--- ARBEITSAUFTRAG ---
Tippen Sie bitte die Stelle aus dem Quelldokument wortgetreu ab, beginnend mit „Schwierig zu sagen, für“ und fortlaufend bis einschließlich „sich schwer damit.“.

--- QUELLDOKUMENT ---
======

Sie kandidieren für den Nationalrat, wie schätzen Sie Ihre Chancen ein?
Schwierig zu sagen, für die fünf Sitze des Kantons Graubünden sind 100 Kandidaten im Rennen. Und die fünf Bisherigen haben in den letzten vier Jahren einen guten Job gemacht. Die Herausforderung ist gross, aber ich muss es versuchen.

Warum?
Der Tourismus ist der bedeutendste Wirtschaftszweig des Kantons Graubünden. Er sollte gehört werden. Und dann geht es mir auch darum, eine Vorbildfunktion für die Branche zu übernehmen. Es ist wichtig, sich politisch zu engagieren.

Das Gastgewerbe tut sich schwer damit.

======

(Gespeicherte Einträge)
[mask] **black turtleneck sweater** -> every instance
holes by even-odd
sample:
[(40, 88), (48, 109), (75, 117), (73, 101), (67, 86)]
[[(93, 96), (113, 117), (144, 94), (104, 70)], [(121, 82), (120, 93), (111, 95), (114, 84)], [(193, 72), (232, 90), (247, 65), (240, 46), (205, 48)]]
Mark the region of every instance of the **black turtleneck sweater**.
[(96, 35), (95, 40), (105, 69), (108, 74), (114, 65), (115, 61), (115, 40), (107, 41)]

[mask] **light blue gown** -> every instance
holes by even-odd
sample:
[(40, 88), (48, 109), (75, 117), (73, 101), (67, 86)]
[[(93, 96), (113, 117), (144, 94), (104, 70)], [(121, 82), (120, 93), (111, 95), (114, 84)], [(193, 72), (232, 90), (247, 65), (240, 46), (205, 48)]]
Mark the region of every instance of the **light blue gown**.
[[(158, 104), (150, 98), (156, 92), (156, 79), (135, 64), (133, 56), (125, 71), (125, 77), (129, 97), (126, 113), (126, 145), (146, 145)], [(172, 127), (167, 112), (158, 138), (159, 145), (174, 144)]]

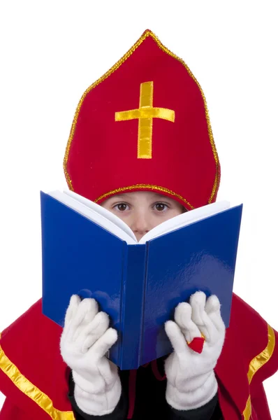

======

--- SCHRIFTLICHE ANTWORT ---
Schwierig zu sagen, für die fünf Sitze des Kantons Graubünden sind 100 Kandidaten im Rennen. Und die fünf Bisherigen haben in den letzten vier Jahren einen guten Job gemacht. Die Herausforderung ist gross, aber ich muss es versuchen.

Warum?
Der Tourismus ist der bedeutendste Wirtschaftszweig des Kantons Graubünden. Er sollte gehört werden. Und dann geht es mir auch darum, eine Vorbildfunktion für die Branche zu übernehmen. Es ist wichtig, sich politisch zu engagieren.

Das Gastgewerbe tut sich schwer damit.